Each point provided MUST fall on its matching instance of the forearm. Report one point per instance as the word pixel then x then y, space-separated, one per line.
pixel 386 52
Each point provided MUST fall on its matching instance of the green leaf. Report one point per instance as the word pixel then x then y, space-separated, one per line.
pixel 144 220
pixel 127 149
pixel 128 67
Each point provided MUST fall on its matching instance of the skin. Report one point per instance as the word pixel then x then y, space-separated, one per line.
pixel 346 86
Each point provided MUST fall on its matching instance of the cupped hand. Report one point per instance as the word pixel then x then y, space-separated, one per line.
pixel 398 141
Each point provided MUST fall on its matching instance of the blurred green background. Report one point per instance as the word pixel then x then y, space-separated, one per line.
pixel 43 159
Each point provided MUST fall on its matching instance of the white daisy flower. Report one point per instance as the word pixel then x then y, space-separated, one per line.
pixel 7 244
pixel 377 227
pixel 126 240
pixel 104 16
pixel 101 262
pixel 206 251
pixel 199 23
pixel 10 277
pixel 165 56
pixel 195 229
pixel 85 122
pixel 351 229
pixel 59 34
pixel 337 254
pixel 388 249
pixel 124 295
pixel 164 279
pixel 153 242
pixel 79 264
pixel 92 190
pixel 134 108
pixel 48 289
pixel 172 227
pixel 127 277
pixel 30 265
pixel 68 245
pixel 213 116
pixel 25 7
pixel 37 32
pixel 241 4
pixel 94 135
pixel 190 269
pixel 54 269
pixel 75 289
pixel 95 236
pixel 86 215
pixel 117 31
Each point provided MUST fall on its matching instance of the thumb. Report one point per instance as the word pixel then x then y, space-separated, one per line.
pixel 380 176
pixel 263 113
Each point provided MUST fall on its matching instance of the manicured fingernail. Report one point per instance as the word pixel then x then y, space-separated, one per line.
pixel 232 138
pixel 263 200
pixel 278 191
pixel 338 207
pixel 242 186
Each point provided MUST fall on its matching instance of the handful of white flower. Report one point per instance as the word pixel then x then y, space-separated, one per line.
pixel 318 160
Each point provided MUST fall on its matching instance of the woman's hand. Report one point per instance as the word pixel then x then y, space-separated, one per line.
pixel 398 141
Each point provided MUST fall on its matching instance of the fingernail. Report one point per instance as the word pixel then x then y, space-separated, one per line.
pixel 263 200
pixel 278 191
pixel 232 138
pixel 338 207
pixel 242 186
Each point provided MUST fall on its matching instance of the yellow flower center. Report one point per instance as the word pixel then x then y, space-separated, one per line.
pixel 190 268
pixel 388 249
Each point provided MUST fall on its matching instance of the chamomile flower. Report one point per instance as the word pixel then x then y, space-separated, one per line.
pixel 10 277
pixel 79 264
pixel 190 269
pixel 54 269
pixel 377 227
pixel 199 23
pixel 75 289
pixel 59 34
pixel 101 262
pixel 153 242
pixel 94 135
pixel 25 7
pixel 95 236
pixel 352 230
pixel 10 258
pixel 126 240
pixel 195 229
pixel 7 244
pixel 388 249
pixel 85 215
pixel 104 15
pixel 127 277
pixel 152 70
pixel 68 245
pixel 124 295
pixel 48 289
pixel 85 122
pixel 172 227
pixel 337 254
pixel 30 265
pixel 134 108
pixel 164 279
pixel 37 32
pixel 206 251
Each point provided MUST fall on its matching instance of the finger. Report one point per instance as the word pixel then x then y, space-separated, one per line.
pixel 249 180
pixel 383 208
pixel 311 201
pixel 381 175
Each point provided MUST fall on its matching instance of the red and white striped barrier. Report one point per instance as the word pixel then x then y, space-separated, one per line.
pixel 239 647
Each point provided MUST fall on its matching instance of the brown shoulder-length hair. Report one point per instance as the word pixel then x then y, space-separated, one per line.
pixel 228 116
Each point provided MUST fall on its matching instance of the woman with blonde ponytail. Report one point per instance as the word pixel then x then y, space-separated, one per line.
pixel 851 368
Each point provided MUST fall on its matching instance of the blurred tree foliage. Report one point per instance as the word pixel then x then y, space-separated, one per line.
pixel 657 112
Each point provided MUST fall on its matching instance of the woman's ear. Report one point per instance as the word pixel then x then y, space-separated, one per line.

= = = = =

**INSTRUCTIONS FOR THE TASK:** Arrange the part of the listing that opens with the line containing "of the chamomile" and closes with the line containing "pixel 657 112" as a JSON list of strings, one string per line, with blank lines left out.

**FINISHED EXERCISE:**
[
  "Each point provided MUST fall on its matching instance of the chamomile flower. Report one point per instance as the word pixel then x then y, space-separated, one per line.",
  "pixel 10 277",
  "pixel 79 264",
  "pixel 190 269",
  "pixel 54 269",
  "pixel 377 227",
  "pixel 199 23",
  "pixel 75 289",
  "pixel 59 34",
  "pixel 101 262",
  "pixel 153 242",
  "pixel 94 135",
  "pixel 25 7",
  "pixel 95 236",
  "pixel 352 230",
  "pixel 10 258",
  "pixel 126 240",
  "pixel 195 229",
  "pixel 7 244",
  "pixel 388 249",
  "pixel 85 215",
  "pixel 104 15",
  "pixel 127 277",
  "pixel 152 70",
  "pixel 68 245",
  "pixel 124 295",
  "pixel 48 289",
  "pixel 85 122",
  "pixel 172 227",
  "pixel 337 254",
  "pixel 30 265",
  "pixel 134 108",
  "pixel 164 279",
  "pixel 37 32",
  "pixel 206 251",
  "Each point provided MUST fall on its matching instance of the finger. Report one point per instance as the word pixel then x then y, space-separated, one per line.",
  "pixel 249 180",
  "pixel 383 208",
  "pixel 311 201",
  "pixel 381 175",
  "Each point provided MUST fall on its matching instance of the red and white striped barrier. Report one point per instance as the word pixel then x then y, space-separated, one per line.",
  "pixel 239 647",
  "Each point provided MUST fall on its matching instance of the brown shoulder-length hair. Report one point per instance as the word pixel then x then y, space-separated, one per line.",
  "pixel 228 116",
  "Each point provided MUST fall on its matching instance of the woman with blonde ponytail. Report one point per instance as the word pixel then x then y, space-separated, one per line.",
  "pixel 851 368",
  "Each point provided MUST fall on its matching instance of the blurred tree foliage. Report one point per instance as the word pixel then x then y, space-separated, one per line.",
  "pixel 657 112"
]